• **QUESTIONS ON THE MATERIAL**:
**1.** From the article on the cellphone radiation lawsuit, reproduce the passage that begins at the words "The lawsuit accuses" and stops after the words "aren’t using them.".
**2.** Answer these questions from the article on the cellphone radiation lawsuit:
(a) Which lobe of the brain does Lundy say gets the most exposure?
(b) According to Kennedy, what increases the amount of radiation a phone transmits?
(c) According to Lundy, what effect do studies show in men who put the cellphone in their pocket?

::: DOCUMENT SECTION :::

Kennedy also is on the legal team representing the Walker family, which names Motorola, AT&T, ZTE Corporation, Cricket Communications and the Telecommunications Industry Association as defendants.
According to the lawsuit, the defendants “downplayed, understated and/or did not state the health hazards and risks associated with cellphones” — even though they knew about them.
The lawsuit accuses the defendants of fraud, unfair trade practices, designed defects, inadequate warning and misrepresentation.
“The public is not being told the truth,” Lundy said. “People hold that cellphone next to their brain. The temporal lobe is the lobe surrounding the side of the brain of the ear, which gets the most exposure.”
According to Kennedy, cellphones transmit “dangerous carcinogenic radiation” even when people aren’t using them.
“The more apps you have on your phone, the more radiation is being transmitted,” Kennedy said. “Those apps are in communication with the tower all the time.”
Lundy said peer-reviewed studies show cellphone radiation affects not just the brain, but also other parts of the body. “There are studies that show men that put the cellphone in their pocket have a reduction of sperm count,” he said.
Research also shows women who put their cellphones in their bras “when they were exercising, jogging, they started showing up with tumors,” Lundy said.

::: INFORMATION PROVIDED :::

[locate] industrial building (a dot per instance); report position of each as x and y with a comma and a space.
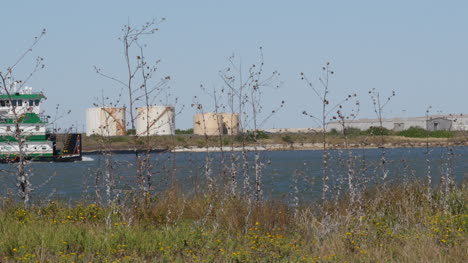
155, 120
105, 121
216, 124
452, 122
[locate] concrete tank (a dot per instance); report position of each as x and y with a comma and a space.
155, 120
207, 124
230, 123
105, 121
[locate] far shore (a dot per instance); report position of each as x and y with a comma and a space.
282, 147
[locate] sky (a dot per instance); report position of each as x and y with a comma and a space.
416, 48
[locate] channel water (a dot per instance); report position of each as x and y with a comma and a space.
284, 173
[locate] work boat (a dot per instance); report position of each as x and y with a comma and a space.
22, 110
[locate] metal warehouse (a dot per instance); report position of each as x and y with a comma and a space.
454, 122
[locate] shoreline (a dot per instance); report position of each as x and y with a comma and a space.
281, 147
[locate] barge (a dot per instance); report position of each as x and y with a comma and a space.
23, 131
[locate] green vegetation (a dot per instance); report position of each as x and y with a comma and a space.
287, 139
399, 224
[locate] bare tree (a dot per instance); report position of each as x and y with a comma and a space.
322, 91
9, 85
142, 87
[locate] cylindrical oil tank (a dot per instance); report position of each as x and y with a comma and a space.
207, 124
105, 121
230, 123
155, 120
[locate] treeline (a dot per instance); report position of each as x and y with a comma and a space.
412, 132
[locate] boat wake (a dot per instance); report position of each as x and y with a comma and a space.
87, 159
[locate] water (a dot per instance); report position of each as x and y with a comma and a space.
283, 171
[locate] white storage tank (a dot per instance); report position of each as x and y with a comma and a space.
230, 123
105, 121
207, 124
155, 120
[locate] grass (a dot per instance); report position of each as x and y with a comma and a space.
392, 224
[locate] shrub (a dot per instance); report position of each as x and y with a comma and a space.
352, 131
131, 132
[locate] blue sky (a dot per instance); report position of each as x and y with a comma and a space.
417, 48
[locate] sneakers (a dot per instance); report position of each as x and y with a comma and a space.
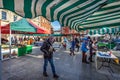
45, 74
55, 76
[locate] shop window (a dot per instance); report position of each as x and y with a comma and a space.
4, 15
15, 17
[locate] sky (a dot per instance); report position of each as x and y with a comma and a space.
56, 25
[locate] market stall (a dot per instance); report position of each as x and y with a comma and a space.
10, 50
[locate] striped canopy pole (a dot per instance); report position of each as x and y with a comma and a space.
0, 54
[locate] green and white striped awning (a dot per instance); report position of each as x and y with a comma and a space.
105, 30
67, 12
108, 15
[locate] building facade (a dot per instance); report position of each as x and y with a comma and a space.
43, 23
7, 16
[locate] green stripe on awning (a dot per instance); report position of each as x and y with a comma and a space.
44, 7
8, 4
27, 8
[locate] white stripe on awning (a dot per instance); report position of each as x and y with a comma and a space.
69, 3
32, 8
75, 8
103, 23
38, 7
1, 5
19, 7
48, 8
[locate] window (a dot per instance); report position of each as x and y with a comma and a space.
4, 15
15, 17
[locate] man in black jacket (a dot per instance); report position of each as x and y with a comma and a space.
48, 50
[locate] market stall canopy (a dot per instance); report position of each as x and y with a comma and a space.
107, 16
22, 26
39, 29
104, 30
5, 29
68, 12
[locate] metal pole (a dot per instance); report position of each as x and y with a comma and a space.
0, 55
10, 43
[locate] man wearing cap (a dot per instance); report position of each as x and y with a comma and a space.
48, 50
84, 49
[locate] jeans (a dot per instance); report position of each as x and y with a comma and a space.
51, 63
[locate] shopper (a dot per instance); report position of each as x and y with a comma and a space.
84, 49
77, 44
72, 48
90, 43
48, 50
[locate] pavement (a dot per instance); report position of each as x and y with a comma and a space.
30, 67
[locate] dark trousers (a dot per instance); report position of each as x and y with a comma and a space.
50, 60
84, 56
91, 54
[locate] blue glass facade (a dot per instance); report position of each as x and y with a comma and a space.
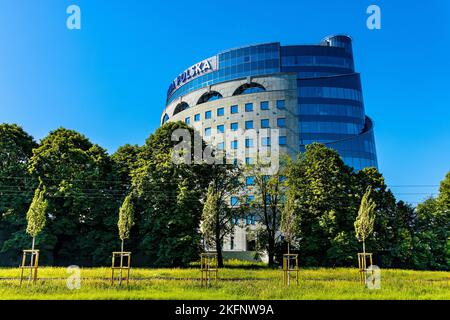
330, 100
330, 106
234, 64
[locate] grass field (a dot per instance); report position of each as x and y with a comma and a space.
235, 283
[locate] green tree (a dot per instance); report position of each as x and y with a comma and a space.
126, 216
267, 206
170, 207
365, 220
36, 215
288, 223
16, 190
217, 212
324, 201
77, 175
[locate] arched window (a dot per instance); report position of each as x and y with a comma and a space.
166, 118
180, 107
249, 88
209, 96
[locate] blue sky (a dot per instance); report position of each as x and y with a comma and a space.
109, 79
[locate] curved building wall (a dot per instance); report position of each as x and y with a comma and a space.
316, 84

:::

• **ANSWERS**:
**1.**
The lawsuit accuses the defendants of fraud, unfair trade practices, designed defects, inadequate warning and misrepresentation.
“The public is not being told the truth,” Lundy said. “People hold that cellphone next to their brain. The temporal lobe is the lobe surrounding the side of the brain of the ear, which gets the most exposure.”
According to Kennedy, cellphones transmit “dangerous carcinogenic radiation” even when people aren’t using them.

**2.**
(a) The temporal lobe.
(b) Having more apps on the phone.
(c) A reduction of sperm count.